#### Task material ####

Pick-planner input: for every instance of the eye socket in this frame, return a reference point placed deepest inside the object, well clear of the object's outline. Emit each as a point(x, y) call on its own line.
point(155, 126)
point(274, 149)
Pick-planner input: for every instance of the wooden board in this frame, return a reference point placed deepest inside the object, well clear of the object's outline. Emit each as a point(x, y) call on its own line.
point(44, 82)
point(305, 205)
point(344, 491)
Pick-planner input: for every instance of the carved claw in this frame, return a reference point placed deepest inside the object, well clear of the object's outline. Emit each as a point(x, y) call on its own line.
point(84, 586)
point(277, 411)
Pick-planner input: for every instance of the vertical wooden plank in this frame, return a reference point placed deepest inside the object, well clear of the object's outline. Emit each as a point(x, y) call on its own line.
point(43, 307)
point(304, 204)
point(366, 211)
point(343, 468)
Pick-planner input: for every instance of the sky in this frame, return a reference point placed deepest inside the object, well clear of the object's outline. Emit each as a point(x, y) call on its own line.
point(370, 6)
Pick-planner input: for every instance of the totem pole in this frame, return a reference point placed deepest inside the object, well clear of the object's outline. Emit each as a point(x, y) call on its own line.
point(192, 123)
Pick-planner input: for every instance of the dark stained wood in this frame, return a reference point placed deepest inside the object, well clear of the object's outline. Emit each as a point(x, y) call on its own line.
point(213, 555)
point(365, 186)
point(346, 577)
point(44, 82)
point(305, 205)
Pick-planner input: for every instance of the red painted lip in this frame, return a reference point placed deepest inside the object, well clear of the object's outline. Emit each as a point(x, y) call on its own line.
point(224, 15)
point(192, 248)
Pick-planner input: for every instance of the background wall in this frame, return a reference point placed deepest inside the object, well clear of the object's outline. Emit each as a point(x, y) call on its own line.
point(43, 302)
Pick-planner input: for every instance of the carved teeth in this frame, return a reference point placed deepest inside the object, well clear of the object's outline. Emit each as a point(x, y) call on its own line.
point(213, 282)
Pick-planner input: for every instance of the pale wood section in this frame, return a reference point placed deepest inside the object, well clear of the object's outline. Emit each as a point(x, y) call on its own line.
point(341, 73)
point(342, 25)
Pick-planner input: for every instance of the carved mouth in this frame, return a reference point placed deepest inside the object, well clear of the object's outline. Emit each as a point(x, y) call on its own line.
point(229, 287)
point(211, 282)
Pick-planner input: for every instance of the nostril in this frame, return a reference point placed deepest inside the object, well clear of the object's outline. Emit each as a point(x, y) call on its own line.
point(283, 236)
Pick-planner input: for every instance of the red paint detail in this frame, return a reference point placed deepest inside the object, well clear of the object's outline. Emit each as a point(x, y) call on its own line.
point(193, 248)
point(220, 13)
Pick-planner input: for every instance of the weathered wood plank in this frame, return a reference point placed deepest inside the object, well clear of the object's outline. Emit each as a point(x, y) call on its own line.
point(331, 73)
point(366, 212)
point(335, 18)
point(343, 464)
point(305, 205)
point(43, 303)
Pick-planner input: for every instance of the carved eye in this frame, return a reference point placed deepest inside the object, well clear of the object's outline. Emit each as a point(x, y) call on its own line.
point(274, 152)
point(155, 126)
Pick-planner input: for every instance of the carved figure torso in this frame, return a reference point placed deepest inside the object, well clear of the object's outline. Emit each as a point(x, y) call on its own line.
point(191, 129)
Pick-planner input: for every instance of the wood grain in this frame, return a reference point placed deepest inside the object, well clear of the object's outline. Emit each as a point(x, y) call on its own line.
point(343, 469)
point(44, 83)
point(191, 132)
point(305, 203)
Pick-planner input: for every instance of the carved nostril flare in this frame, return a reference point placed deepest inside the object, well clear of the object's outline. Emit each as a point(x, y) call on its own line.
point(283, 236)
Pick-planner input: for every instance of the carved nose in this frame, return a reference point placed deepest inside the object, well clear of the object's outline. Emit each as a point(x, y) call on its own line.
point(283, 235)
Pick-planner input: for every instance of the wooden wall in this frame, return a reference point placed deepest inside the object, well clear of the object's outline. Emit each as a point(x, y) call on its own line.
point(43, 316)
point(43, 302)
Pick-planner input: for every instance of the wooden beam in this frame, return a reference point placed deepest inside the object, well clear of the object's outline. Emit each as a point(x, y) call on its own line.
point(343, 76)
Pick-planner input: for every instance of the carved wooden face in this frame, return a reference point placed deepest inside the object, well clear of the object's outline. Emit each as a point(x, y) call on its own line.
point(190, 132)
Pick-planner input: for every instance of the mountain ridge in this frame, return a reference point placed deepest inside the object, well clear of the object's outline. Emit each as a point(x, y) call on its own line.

####

- [Written task]:
Render every row above as a JSON list of strings, with one string per line and no blank lines.

- [Exercise response]:
[
  "Pick-planner input: for every instance of the eye socket in this frame, return a reference point placed deepest inside the object, well clear of the object's outline. Emit each as a point(x, y) call on its own line.",
  "point(155, 126)",
  "point(274, 149)",
  "Pick-planner input: for every instance of the wooden board in this frame, return a reference point placed deepest inside the object, well clear of the object's outline. Emit each as a point(x, y) call on its own line.",
  "point(44, 82)",
  "point(305, 205)",
  "point(344, 491)",
  "Pick-planner input: for every instance of the carved claw in this frame, return a reference point placed deepest inside the object, well clear of the object's outline. Emit each as a point(x, y) call on its own line.",
  "point(84, 586)",
  "point(277, 411)",
  "Pick-planner input: for every instance of the vertical wooden plank in this frame, return a reference point placed deepest inside the object, well clear of the object's outline. Emit each as a point(x, y) call on its own line.",
  "point(43, 307)",
  "point(304, 204)",
  "point(366, 211)",
  "point(343, 468)",
  "Pick-planner input: for every instance of the sky in this frame, return a reference point placed deepest inside the object, well clear of the object's outline. Emit each as a point(x, y) call on its own line.",
  "point(370, 6)",
  "Pick-planner input: for every instance of the totem pole in this frame, return a reference point placed deepest inside the object, well clear of the object's outline. Emit each as a point(x, y) call on its own line.",
  "point(192, 123)",
  "Pick-planner input: for every instance of the dark stained wood in this frame, return a reference point placed deepest inside the object, well clear of the object's outline. Emit each as a point(x, y) call on its own line.",
  "point(213, 555)",
  "point(365, 186)",
  "point(346, 577)",
  "point(44, 82)",
  "point(305, 205)",
  "Pick-planner input: for every instance of the red painted lip in this frame, return a reference point placed deepest inside the object, well clear of the object's outline. Emit each as a point(x, y) call on its own line.",
  "point(224, 15)",
  "point(192, 248)",
  "Pick-planner input: for every instance of the background wall in this frame, return a reference point placed deepest inside the object, well clear of the object's outline. Emit each as a point(x, y) call on its own line.",
  "point(43, 302)",
  "Pick-planner input: for every instance of the carved teeth in this frame, return a reference point placed deepest inside the object, well clear of the object's outline. Emit each as a point(x, y) call on its own line.",
  "point(213, 282)",
  "Pick-planner input: for every instance of the pale wood section in this frame, return a reference point placed deepest inside the object, well clear of the object's outline. Emit each as a point(x, y) call on its own line.",
  "point(341, 73)",
  "point(342, 25)",
  "Pick-planner input: for every instance of the carved mouth in this frame, return a reference point placed deepest inside the object, well clear of the object's outline. Emit each as a point(x, y) call on its own line.",
  "point(229, 287)",
  "point(211, 282)",
  "Pick-planner input: for every instance of the nostril in this frame, return a reference point placed deepest inside the object, well clear of the object's outline. Emit each as a point(x, y) call on its own line.",
  "point(283, 236)",
  "Pick-planner input: for every instance of the red paint detail in this frame, return a reference point placed deepest inside the object, well clear of the object's outline. Emit each as a point(x, y) call on its own line.",
  "point(193, 248)",
  "point(220, 13)",
  "Pick-planner input: for every instance of the weathered wood plank in this frame, return a reference point placed deepest inside the object, well clear of the object's outline. Emit each as a point(x, y) call on its own line.",
  "point(331, 73)",
  "point(366, 212)",
  "point(335, 18)",
  "point(343, 464)",
  "point(305, 205)",
  "point(43, 303)",
  "Pick-planner input: for every instance of the carved eye in this frame, return a reference point placed deepest inside the object, well clear of the object's outline. Emit each as a point(x, y) call on its own line.",
  "point(274, 152)",
  "point(155, 126)",
  "Pick-planner input: for every instance of the carved figure torso in this frame, return a reference point placed deepest inside the object, well clear of the object's outline. Emit each as a point(x, y) call on its own line.",
  "point(191, 129)",
  "Pick-planner input: for every instance of the wood grain in this frame, return a reference point placed deepest inside the object, well clear of the object's outline. Emit each as a point(x, y) call on its own line.",
  "point(343, 469)",
  "point(44, 83)",
  "point(191, 132)",
  "point(305, 203)",
  "Pick-planner input: for every instance of the carved nostril flare in this frame, return a reference point placed deepest inside the object, well clear of the object's outline. Emit each as a point(x, y) call on its own line.",
  "point(283, 236)",
  "Pick-planner input: for every instance of the carved nose in this frame, return a reference point placed deepest inside the object, well clear of the object's outline. Emit each as a point(x, y) call on its own line.",
  "point(283, 235)",
  "Pick-planner input: for every instance of the wooden wall in this frame, return a reference point placed deepest inside the object, well clear of the object's outline. Emit each as a point(x, y) call on its own line.",
  "point(43, 316)",
  "point(43, 302)",
  "Pick-planner input: for every instance of the wooden beam in this frame, return a reference point placed deepest inside the object, well clear of the object's outline. Emit each as a point(x, y) call on its own line.",
  "point(343, 76)",
  "Pick-planner input: for every instance of the carved wooden face in this frame, return a reference point placed deepest inside the object, well clear of the object's outline. Emit each as a point(x, y) call on its own line.",
  "point(190, 132)",
  "Pick-planner input: for every instance of the mountain ridge in this frame, return a reference point placed deepest inside the object, well clear of the object's outline. Emit each as a point(x, y) call on its own line."
]